### OBJECTIVE
Reproduce the section of the fitting-methods text below, from "where the sum" up to and including "and uncontrained options.".

### QUOTED PASSAGE
------------------------------------------------------------

Fitting methods

The difficulty in finding a real and reasonable solution to the fitting of data can be made easier by choosing the right fitting method. Different methods will converge differently. The goal is to minimize the sum of residuals $r_i = r(q_i,R_i,\sigma_i;\mathbf{a})$ , with respect to a set of parameters $\mathbf{a}=[a_1, a_2, \ldots]$ , which define the layered structure. The function to be minimized is given by,

$\begin{eqnarray*} \chi^2 &=& \frac{1}{n-p} \left( \sum_{i}^{\mathrm{up}} r_i^2(q_i,R_i,\sigma_i;\mathbf{a}) \right) \\ r_i &=& \frac{R(q_i;\mathbf{a}) - R_i}{\sigma_i} \end{eqnarray*}$

where the sum is over the data points $(q_i,R_i,\sigma_i)$ , $n$ is the number of data points, and $p$ the total number of parameters.

The mehtods employed by yanera include all those available to the GSL as well as an optional two more. In every case except NMSIMPLEX, it is possbile to hold any parameter value fixed. However, only with certain methods is it possible to constrain variables to be within certain minimum and maximum values.

The methods can be broken down into three catagories: non-linear least squares, multidimensional minimization, and simulated annealing. Also, the first two methods have constrained and uncontrained options.

------------------------------------------------------------

### DATASET RECORDS

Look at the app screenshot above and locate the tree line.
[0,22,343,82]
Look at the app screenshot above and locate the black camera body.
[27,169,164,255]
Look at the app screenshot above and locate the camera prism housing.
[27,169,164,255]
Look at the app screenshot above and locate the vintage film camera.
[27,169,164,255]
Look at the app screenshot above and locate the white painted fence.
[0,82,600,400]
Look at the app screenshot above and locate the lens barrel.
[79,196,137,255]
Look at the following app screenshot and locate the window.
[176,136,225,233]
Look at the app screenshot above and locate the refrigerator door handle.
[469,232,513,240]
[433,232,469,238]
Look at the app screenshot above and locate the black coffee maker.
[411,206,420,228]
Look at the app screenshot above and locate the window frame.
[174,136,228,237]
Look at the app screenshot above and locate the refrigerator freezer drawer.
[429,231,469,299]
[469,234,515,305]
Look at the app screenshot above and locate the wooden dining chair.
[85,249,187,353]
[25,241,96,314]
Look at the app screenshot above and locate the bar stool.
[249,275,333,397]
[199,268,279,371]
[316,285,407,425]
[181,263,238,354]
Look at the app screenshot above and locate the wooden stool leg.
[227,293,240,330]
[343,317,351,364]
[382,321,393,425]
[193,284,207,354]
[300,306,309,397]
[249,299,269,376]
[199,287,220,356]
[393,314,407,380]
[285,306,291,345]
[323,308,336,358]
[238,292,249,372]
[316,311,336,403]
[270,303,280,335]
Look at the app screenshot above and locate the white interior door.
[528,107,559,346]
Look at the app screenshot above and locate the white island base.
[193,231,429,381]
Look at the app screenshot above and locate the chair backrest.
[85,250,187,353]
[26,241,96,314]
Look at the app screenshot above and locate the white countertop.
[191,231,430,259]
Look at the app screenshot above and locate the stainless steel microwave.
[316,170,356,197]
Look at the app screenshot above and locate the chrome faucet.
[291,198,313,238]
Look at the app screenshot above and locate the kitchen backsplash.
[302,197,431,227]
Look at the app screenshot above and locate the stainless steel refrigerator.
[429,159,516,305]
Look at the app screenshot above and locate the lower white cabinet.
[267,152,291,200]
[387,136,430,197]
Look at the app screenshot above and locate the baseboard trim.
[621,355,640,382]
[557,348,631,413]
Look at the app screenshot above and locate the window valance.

------------------------------------------------------------

### RESULT
where the sum is over the data points $(q_i,R_i,\sigma_i)$ , $n$ is the number of data points, and $p$ the total number of parameters.

The mehtods employed by yanera include all those available to the GSL as well as an optional two more. In every case except NMSIMPLEX, it is possbile to hold any parameter value fixed. However, only with certain methods is it possible to constrain variables to be within certain minimum and maximum values.

The methods can be broken down into three catagories: non-linear least squares, multidimensional minimization, and simulated annealing. Also, the first two methods have constrained and uncontrained options.